● **Supplied text**
[Start of section]
However, “the market is thinner, meaning it can more easily be pushed around, so we’d still advise caution,” the firm said. “Either way, the data still suggests that it is difficult to really be bullish at the front of this curve until we see clearer signs that the economy is coming ack and balances tighten significantly.

“Winter can remain supported, as that is where the lower production story can take precedence. Is it possible that cuts in production come sooner? Absolutely, and if that happens, the story at the front of the curve can change, but we do not see that yet.”

EBW Analytics Group analysts said they expect the May contract to slide in its last two days of trading, extending Friday’s 6.9-cent sell-off. The firm attributed the recent price weakness to two main drivers.
[End of section]
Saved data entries
[Start of section]
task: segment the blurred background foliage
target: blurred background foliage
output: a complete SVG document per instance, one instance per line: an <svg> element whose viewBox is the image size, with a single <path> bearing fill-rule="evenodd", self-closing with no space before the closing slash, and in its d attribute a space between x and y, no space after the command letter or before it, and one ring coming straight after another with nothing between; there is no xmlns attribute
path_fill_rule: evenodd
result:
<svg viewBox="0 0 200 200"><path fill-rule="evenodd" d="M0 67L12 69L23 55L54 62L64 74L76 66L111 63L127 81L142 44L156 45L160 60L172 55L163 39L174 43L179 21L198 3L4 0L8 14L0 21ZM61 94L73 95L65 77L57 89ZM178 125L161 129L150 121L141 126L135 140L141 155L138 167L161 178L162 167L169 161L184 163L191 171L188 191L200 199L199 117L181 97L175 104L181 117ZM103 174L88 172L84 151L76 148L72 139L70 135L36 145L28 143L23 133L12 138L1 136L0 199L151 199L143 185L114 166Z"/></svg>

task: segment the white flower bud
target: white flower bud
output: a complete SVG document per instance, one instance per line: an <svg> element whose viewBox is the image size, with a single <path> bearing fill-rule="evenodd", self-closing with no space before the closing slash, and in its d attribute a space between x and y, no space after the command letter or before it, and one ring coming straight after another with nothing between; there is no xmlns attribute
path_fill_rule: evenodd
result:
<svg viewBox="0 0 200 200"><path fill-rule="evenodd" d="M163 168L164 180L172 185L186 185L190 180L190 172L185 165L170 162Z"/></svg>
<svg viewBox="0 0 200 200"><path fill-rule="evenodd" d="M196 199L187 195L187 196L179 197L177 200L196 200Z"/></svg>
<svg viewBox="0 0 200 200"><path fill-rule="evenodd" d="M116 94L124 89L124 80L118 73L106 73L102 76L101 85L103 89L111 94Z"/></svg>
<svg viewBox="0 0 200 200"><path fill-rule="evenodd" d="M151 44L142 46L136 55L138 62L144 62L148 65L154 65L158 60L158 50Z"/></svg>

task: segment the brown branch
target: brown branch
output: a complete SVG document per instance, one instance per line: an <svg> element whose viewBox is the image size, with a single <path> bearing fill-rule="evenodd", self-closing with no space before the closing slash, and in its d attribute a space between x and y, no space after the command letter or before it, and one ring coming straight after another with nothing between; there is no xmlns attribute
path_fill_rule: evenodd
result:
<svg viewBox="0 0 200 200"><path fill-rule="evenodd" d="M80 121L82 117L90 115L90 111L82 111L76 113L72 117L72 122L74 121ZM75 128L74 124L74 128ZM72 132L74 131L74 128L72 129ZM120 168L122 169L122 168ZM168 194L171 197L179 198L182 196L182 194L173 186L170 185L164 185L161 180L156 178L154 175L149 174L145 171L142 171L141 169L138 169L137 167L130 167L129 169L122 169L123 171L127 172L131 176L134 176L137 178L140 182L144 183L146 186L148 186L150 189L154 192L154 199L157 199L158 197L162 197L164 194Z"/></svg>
[End of section]
● **Requirement A**
Answer these questions using the market commentary.
(i) What reason does the firm give for advising caution?
(ii) According to the firm, why can winter remain supported?
(iii) What do EBW Analytics Group analysts expect the May contract to do?
● **Requirement B**
Pick up the market commentary after its final sentence and write the next part.

● **Answer box A**
(i) The market is thinner, meaning it can more easily be pushed around.
(ii) Winter is where the lower production story can take precedence.
(iii) They expect it to slide in its last two days of trading, extending Friday's 6.9-cent sell-off.

● **Answer box B**
First is “the steep decline in weather-driven demand for gas expected over the next two weeks,” which should result in the first reported triple-digit storage injection from the Energy Information Administration (EIA) next week, the EBW analysts said. The other factor is “collapsing natural gas prices in Europe and Asia, which threaten to shut the door” on U.S. liquefied natural gas exports this summer.

This sets the stage for May to head lower before rolling off the board Tuesday, according to the firm.

“The June contract is also expected to slide this week, potentially ending the week at or below Friday’s close for May,” the EBW analysts said. “The bleeding may temporarily slow by next week, though, as large amounts of oil production start to be shut in and reduce supplies of associated gas.”

June crude oil futures were down $4.07 to $12.87/bbl at around 8:40 a.m. ET, with what Price Futures Group analyst Phil Flynn called a “wall of crude” looming over the market.

“While the stock market continues to show optimism about life after the coronavirus, in the energy industry there is just more doom and gloom,” Flynn said. “There is a backlog and a wall of crude that the market just can’t look beyond as global storage hubs fill up.

“Tankers are filled with oil floating in the ocean with no place to go. Producers are cutting but not fast enough to overcome the most significant demand destruction in the history of the globe.”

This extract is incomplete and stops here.